• [Texto de leitura]
━━━━━━━━━━━━━━━━━━━━

Por fim, a comissão que apurou as denúncias, faz diversas recomendações, dentre elas, que o Colégio Vila - Unidade Tambaú, faça um plano de ação concreto para implementar, no prazo de 90 dias, ações de combate ao bullying e à intolerância religiosa dentro da escola, pois já existe amparo para ações concretas recomendadas no Regimento Interno da escola, e a realização de cursos de capacitação, no prazo de 120 dias, para o corpo docente e pedagógico sobre bullying e intolerância religiosa, habilitando-os para implementação de ações de discussão, atenção e identificação e prevenção para busca de soluções a estes problemas no ambiente escolar. O Conselho Tutelar Região Praia também acionou o Ministério Público Estadual da Paraíba, por meio da Promotoria de Educação, para apurar o caso. 

Procuramos a direção do Colégio Vila - Unidade Tambaú para saber se as medidas recomendadas pelo Conselho Estadual de Educação já estavam sendo implementadas, se o colégio é uma escola confessional - haja vista que em seu perfil no Instagram há reproduções de músicas religiosas cristãs e cards com frases de igual conteúdo, se a supervisora pedagógica e o professor ainda continuavam trabalhando no Colégio e se crianças de credos religiosos diferentes do adotado pelo Colégio Vila poderiam estudar lá.

━━━━━━━━━━━━━━━━━━━━

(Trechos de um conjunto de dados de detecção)
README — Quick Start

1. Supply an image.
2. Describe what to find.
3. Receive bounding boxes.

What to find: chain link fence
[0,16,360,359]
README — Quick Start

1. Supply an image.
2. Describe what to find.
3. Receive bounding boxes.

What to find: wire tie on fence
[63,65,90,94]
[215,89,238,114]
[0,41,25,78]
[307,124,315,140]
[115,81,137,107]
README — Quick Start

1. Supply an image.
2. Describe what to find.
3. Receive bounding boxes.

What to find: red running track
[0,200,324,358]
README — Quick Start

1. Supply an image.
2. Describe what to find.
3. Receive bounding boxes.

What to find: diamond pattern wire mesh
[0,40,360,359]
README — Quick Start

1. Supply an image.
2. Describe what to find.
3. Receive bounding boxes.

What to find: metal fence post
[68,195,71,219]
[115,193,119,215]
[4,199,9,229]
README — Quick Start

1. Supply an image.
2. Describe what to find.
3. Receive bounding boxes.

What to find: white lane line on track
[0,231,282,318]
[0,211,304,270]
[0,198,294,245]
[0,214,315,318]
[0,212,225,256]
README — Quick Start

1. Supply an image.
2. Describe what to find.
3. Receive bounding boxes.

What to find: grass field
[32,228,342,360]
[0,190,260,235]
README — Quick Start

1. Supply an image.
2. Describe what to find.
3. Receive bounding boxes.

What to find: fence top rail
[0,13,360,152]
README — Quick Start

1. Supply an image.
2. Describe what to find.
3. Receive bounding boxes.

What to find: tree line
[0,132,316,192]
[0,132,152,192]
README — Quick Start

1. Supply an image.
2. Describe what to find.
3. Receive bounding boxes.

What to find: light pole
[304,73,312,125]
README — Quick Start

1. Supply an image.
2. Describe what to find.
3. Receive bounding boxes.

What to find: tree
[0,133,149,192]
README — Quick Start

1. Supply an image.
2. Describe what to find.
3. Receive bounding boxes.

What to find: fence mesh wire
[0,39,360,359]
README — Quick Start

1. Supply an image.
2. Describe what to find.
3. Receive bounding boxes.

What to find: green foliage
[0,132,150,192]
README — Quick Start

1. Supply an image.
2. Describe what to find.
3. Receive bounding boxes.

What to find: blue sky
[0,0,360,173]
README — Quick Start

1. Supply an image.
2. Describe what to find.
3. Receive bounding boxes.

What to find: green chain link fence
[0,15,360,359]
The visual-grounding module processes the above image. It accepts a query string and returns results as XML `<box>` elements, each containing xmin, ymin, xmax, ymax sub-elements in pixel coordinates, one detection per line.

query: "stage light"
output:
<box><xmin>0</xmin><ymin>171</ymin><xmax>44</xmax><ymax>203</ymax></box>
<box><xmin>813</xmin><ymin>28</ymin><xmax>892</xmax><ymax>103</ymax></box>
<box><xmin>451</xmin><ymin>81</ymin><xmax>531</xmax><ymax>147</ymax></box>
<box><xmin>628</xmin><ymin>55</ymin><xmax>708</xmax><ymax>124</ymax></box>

━━━━━━━━━━━━━━━━━━━━

• [Ações necessárias]
1/ Responda com base no texto sobre o caso no Colégio Vila:
(a) Em que prazo a comissão recomenda que o colégio implemente ações de combate ao bullying e à intolerância religiosa?
(b) Que órgão o Conselho Tutelar Região Praia acionou, e por meio de qual promotoria?
(c) Em que rede social do colégio há reproduções de músicas religiosas cristãs?
2/ Reescreva como CSV de duas colunas, "pedido" e "resposta", os registros do trecho que vai do início dos registros até a linha que contém "[0,200,324,358]", inclusive. Faça uma linha por registro, com cada campo entre aspas e as quebras de linha trocadas por espaços.

• [Respostas por tarefa]
1/
(a) No prazo de 90 dias.
(b) O Ministério Público Estadual da Paraíba, por meio da Promotoria de Educação.
(c) No Instagram.

2/
pedido,resposta
"README — Quick Start 1. Supply an image. 2. Describe what to find. 3. Receive bounding boxes. What to find: chain link fence","[0,16,360,359]"
"README — Quick Start 1. Supply an image. 2. Describe what to find. 3. Receive bounding boxes. What to find: wire tie on fence","[63,65,90,94] [215,89,238,114] [0,41,25,78] [307,124,315,140] [115,81,137,107]"
"README — Quick Start 1. Supply an image. 2. Describe what to find. 3. Receive bounding boxes. What to find: red running track","[0,200,324,358]"